Are You Stopping Your A/B Tests Too Early?
In A/B testing, your experiments need to run for the appropriate amount of time for you to get results that lead to actual business outcomes.
But what is an appropriate amount of time?
Like everything else in experimentation, it depends on your sample size, traffic volume, statistical significance, a proper representation of your customers and more.
In This Article, You Will Learn About:
- How long your A/B tests should run for
- How to calculate your A/B testing duration
- How to make each A/B test count
- Data variability in your experiments
Why test duration matters in A/B testing
Finding the appropriate A/B testing duration for your experiments is akin to Goldilocks finding the right porridge in the home of the three bears.
When your experiments run for a short time, you run the risk of getting false positive results. Because your A/B test runtime was too short, it never accounted for variability in seasons, business cycle, holidays, weekdays, and other factors that influence customer behavior.
When you declare a winner from an experiment with a short duration, you run the risk of implementing changes that have no effect on your site’s baseline conversions. Even worse, it could lower your website’s conversion rates and revenue.
On the other hand, running experiments for too long comes with its own set of challenges.
The longer your A/B testing duration, the higher the chances you will run into issues around cookie deletion. Cookies are often used to correctly bucket users into segments so that they continually see the same variation. Cookie deletion means you may show the control to a visitor who has already seen the new variation, polluting your test data and contributing to an overall poor user experience.

Short exercise 1 => Reproduce the article on A/B test duration word for word, in full.

(Named object pointing entries)
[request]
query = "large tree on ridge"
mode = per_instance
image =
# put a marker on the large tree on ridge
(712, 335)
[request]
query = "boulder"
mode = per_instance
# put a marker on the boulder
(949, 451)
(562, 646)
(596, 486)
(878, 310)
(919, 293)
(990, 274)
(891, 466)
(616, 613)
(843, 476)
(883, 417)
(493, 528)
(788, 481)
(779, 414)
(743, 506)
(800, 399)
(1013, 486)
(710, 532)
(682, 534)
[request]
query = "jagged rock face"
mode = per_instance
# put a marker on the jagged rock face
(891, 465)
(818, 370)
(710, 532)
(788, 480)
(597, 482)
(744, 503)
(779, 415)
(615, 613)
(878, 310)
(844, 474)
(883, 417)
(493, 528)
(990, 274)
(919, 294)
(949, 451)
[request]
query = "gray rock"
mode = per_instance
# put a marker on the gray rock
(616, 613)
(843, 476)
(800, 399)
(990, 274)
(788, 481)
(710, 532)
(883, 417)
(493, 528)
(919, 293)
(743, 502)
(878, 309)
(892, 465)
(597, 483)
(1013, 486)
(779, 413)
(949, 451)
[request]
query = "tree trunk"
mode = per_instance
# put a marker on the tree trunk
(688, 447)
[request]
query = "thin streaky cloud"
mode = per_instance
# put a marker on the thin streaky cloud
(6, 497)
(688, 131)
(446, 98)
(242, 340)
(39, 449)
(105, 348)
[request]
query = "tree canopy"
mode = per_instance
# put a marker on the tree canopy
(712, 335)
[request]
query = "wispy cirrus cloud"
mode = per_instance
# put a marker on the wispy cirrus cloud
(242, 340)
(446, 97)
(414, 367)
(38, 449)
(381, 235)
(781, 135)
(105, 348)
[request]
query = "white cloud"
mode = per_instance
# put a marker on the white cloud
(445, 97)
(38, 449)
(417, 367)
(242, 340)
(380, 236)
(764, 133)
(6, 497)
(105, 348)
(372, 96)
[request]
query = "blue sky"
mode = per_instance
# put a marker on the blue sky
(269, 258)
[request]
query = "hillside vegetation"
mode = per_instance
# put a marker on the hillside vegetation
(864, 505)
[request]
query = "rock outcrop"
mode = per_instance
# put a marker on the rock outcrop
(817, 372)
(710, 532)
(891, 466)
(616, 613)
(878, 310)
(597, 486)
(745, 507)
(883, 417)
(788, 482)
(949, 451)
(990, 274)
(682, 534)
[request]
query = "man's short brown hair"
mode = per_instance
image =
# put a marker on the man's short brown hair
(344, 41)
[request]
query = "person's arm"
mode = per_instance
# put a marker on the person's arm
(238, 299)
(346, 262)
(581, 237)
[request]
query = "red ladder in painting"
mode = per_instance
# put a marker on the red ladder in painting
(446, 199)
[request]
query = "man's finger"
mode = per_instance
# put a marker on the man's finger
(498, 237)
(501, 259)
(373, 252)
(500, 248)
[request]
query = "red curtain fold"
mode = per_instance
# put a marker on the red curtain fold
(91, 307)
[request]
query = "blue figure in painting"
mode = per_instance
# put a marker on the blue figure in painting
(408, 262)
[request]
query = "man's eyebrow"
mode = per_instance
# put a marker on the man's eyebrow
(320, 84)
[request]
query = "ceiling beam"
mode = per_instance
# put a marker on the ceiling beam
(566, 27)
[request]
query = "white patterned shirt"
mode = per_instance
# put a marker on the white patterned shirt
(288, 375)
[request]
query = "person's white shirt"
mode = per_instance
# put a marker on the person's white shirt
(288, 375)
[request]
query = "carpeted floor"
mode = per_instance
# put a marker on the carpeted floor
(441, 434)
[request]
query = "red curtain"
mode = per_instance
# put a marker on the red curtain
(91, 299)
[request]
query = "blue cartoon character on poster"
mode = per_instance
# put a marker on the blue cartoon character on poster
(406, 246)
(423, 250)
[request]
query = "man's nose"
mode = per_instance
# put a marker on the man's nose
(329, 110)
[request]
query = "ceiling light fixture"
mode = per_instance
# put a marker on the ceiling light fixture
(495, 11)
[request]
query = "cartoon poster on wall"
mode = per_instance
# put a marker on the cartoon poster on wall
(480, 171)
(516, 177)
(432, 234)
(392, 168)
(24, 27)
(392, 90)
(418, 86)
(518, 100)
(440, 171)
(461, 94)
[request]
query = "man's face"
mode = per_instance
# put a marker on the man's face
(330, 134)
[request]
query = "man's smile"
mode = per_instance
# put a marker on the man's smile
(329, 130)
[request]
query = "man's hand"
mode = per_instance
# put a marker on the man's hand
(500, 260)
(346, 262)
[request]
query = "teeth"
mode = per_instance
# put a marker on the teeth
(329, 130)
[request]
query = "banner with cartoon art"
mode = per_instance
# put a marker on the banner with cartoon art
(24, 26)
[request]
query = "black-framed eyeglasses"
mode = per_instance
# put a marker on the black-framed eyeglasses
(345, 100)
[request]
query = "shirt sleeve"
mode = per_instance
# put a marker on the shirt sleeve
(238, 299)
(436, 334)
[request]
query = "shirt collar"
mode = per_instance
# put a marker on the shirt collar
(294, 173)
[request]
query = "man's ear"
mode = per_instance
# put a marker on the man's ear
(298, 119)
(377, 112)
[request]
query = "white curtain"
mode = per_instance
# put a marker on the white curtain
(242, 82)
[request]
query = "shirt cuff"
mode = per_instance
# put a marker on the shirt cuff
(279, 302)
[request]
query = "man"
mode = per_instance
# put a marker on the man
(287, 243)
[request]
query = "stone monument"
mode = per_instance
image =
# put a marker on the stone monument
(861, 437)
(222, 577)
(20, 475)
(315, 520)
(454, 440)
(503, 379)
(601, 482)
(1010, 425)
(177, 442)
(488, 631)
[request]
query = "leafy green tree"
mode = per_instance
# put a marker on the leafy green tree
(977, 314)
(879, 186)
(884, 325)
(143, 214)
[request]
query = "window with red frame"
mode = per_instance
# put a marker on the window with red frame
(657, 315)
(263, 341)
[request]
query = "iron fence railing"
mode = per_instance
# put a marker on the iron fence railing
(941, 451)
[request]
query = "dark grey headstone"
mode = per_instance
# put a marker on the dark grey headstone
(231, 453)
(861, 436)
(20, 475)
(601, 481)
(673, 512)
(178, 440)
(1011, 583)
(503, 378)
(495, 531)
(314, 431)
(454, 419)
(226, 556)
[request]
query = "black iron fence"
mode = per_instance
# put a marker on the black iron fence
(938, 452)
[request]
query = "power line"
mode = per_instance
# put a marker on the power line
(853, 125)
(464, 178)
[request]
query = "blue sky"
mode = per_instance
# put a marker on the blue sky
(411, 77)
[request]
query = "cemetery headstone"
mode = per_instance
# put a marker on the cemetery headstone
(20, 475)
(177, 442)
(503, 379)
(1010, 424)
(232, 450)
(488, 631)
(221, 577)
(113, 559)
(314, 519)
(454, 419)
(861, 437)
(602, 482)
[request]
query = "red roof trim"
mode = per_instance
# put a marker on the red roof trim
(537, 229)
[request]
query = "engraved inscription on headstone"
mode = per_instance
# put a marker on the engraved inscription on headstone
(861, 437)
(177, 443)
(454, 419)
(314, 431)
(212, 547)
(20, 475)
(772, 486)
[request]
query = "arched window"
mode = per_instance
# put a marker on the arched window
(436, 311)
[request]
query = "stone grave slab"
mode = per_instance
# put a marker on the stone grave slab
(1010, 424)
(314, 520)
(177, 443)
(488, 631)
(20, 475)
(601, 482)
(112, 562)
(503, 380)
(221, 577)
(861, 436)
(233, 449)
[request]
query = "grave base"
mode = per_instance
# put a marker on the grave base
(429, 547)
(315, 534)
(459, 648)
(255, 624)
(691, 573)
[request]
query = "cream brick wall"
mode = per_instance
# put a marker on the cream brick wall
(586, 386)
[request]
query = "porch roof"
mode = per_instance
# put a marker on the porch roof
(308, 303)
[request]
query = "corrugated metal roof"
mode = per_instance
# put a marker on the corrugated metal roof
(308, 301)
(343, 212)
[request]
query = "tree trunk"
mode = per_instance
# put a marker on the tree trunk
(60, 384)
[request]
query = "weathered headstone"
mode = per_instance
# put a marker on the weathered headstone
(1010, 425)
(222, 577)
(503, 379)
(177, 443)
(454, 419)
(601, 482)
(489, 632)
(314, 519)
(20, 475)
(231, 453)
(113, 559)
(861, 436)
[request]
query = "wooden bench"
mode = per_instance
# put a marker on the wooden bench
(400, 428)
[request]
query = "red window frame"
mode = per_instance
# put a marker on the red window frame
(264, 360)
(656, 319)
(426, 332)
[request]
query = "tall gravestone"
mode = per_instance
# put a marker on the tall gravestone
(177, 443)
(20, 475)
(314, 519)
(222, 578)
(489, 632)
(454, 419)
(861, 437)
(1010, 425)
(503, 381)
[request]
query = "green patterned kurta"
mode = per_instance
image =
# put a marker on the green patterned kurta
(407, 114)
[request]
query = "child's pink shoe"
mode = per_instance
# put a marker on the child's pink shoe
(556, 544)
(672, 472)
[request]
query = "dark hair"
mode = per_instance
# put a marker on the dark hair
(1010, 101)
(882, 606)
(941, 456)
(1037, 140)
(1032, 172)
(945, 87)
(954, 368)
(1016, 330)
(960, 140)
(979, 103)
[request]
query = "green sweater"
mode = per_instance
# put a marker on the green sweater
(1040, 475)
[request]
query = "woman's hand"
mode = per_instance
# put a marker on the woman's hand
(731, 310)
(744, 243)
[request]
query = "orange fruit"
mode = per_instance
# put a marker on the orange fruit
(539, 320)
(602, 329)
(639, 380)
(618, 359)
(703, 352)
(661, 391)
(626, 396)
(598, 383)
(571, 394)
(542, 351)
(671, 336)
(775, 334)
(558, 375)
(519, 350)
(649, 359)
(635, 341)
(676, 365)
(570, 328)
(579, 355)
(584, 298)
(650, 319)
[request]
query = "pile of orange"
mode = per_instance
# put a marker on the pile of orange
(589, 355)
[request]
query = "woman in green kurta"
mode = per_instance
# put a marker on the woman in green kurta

Short exercise 2 => Pick out every line in the rows that contains the word "jagged", and list those lines.

Final result 1 =>
Are You Stopping Your A/B Tests Too Early?
In A/B testing, your experiments need to run for the appropriate amount of time for you to get results that lead to actual business outcomes.
But what is an appropriate amount of time?
Like everything else in experimentation, it depends on your sample size, traffic volume, statistical significance, a proper representation of your customers and more.
In This Article, You Will Learn About:
- How long your A/B tests should run for
- How to calculate your A/B testing duration
- How to make each A/B test count
- Data variability in your experiments
Why test duration matters in A/B testing
Finding the appropriate A/B testing duration for your experiments is akin to Goldilocks finding the right porridge in the home of the three bears.
When your experiments run for a short time, you run the risk of getting false positive results. Because your A/B test runtime was too short, it never accounted for variability in seasons, business cycle, holidays, weekdays, and other factors that influence customer behavior.
When you declare a winner from an experiment with a short duration, you run the risk of implementing changes that have no effect on your site’s baseline conversions. Even worse, it could lower your website’s conversion rates and revenue.
On the other hand, running experiments for too long comes with its own set of challenges.
The longer your A/B testing duration, the higher the chances you will run into issues around cookie deletion. Cookies are often used to correctly bucket users into segments so that they continually see the same variation. Cookie deletion means you may show the control to a visitor who has already seen the new variation, polluting your test data and contributing to an overall poor user experience.

Final result 2 =>
query = "jagged rock face"
# put a marker on the jagged rock face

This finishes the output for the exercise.